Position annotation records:
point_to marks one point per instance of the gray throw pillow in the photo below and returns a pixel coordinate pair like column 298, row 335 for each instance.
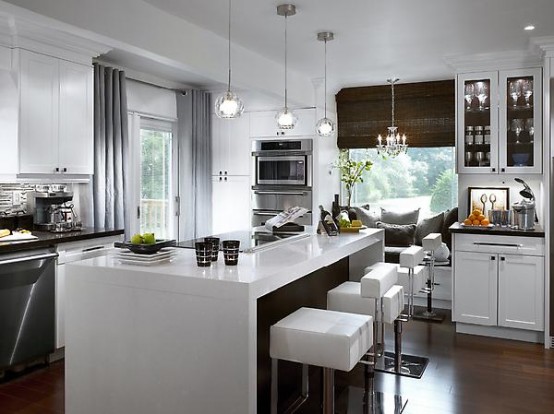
column 367, row 217
column 428, row 225
column 399, row 235
column 399, row 217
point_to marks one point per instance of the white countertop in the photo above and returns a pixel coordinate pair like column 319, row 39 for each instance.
column 181, row 331
column 260, row 272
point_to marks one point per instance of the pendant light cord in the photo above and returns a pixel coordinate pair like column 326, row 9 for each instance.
column 229, row 51
column 325, row 81
column 392, row 106
column 286, row 15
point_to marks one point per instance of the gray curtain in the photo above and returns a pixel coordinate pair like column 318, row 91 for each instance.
column 195, row 182
column 111, row 148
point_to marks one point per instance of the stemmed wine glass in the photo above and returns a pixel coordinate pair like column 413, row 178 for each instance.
column 469, row 94
column 481, row 91
column 517, row 127
column 527, row 90
column 515, row 91
column 530, row 128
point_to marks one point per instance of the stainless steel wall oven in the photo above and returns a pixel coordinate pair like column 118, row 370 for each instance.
column 283, row 178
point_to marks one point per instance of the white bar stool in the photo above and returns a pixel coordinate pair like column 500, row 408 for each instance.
column 406, row 365
column 329, row 339
column 376, row 295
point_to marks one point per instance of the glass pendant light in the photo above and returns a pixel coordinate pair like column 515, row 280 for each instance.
column 229, row 105
column 394, row 144
column 325, row 127
column 285, row 118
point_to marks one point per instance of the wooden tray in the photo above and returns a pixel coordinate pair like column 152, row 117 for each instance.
column 351, row 229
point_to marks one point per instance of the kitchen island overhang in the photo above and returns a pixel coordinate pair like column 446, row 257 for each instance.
column 177, row 337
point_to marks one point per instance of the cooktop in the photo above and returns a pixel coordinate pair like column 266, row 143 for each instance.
column 248, row 238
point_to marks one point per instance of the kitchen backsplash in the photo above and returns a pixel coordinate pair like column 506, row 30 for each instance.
column 9, row 192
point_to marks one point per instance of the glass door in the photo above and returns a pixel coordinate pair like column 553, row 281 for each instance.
column 154, row 177
column 477, row 123
column 520, row 121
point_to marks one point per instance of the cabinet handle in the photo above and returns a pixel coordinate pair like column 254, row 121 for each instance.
column 517, row 245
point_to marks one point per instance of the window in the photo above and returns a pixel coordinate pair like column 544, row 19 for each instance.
column 156, row 178
column 423, row 177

Task to complete: Rewrite the data from the line containing "point_to marks one point per instance of the window" through the final line as a numbered list, omitting blank lines.

Solution below:
1. point_to marks one point per instance of the window in the photo above and returns a pixel coordinate pair like column 544, row 19 for each instance.
2. column 156, row 178
3. column 423, row 177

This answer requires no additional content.